-------- QUOTED TEXT

Roland Mas <lolando@debian.org> a tapoté :

> Mathieu Roy, 2003-09-21 12:30:21 +0200 :
> > The Debian project is dedicated to the Debian OS. Without this
> > "collection of software", the Debian project is purposeless.
> It is indeed dedicated to the Debian OS, but it doesn't do only the
> Debian OS.  It also does contrib and non-free.
> And user support.  And collaboration with other projects and
> distributions.  And collaboration with standards organisations.  And
> (a bit of) political lobbying (see the large red stuff against
> software patents on http://www.debian.org/).

All these activities are in the Debian project because of the Debian

Even contrib and non-free, which are normally not part of Debian
(project or OS).

> > If the Debian project does not follow the rules that the Debian
> > project wrote itself for the Debian OS, the Debian project is
> > somehow inconsistent.
>   The DFSG are for the Debian OS.  Not for the Debian project.  Please
> stop mixing these two notions, they are not identical.

You failed to convince me. But if it helps you to see things that way,
feel free to do it...

> > Way more inconsistent than the GNU project that always follows its
> > rules, for Software (Program) and Documentation.
>   I'm not sure the GNU project is more consistent than the Debian
> project is: its major goal is to provide freedom to the users, yet it
> publishes non-free documentation

This is a mistake.

----------------
-------- LISTED ENTRIES

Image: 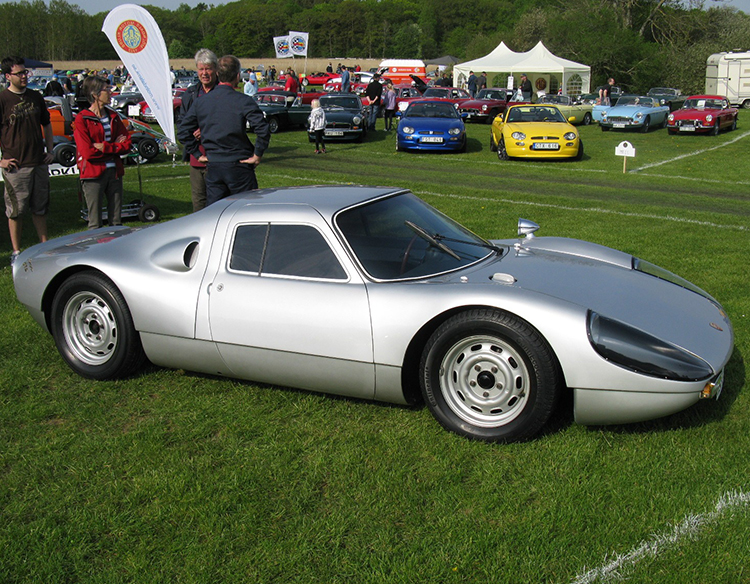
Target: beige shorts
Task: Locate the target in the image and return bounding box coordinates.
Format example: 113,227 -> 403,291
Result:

----------------
-------- LISTED ENTRIES

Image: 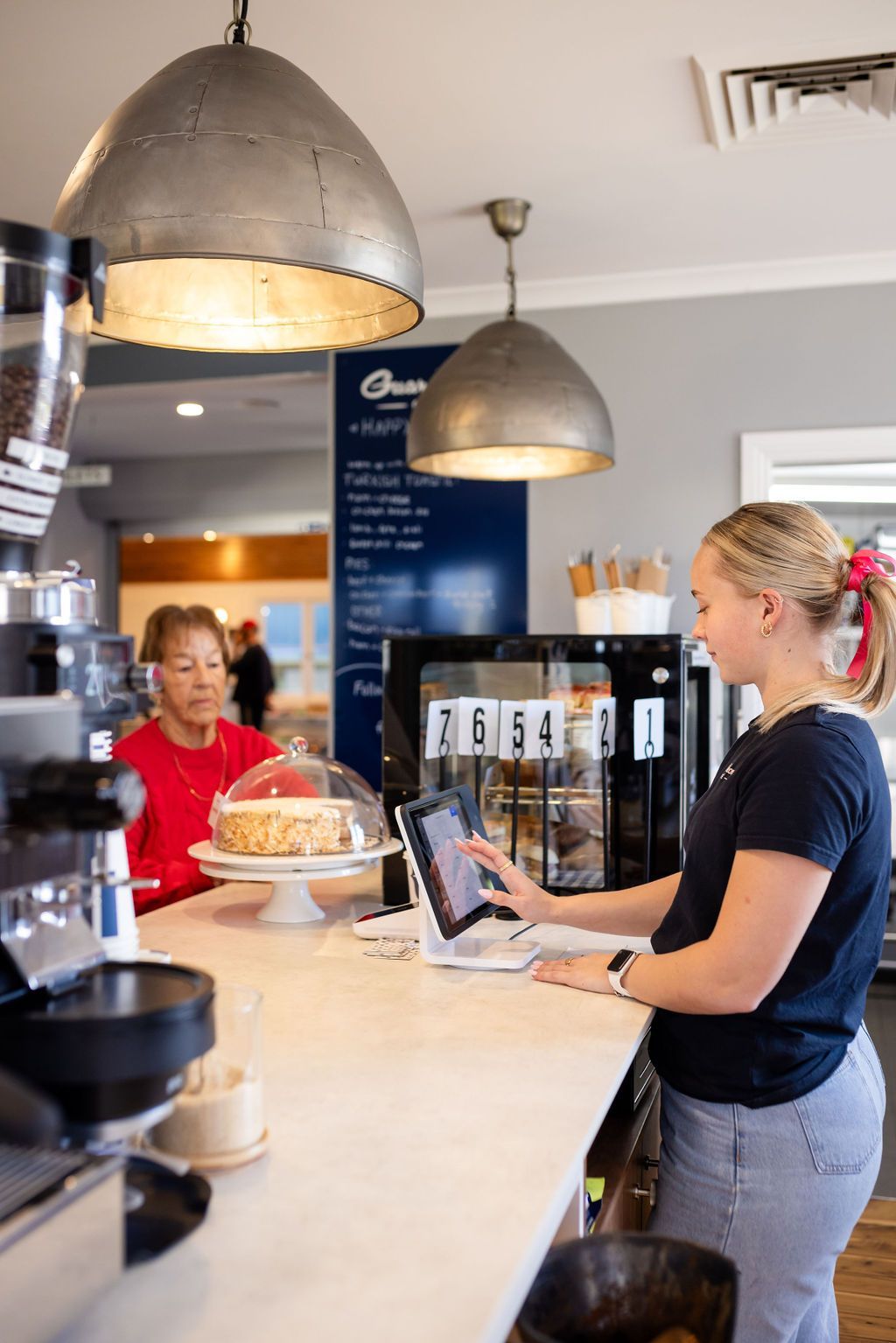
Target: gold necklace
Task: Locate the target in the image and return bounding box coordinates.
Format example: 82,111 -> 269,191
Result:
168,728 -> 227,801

----------------

COMPLETE THE FOLLOWING:
[a] In the Debian email exchange, which two parts of Debian's work beyond the Debian OS are named first?
[b] Reproduce the stretch of the Debian email exchange from "Even contrib and" through "(Program) and Documentation.".

EXERCISE RESPONSES:
[a] Contrib and non-free.

[b]
Even contrib and non-free, which are normally not part of Debian
(project or OS).

> > If the Debian project does not follow the rules that the Debian
> > project wrote itself for the Debian OS, the Debian project is
> > somehow inconsistent.
>   The DFSG are for the Debian OS.  Not for the Debian project.  Please
> stop mixing these two notions, they are not identical.

You failed to convince me. But if it helps you to see things that way,
feel free to do it...

> > Way more inconsistent than the GNU project that always follows its
> > rules, for Software (Program) and Documentation.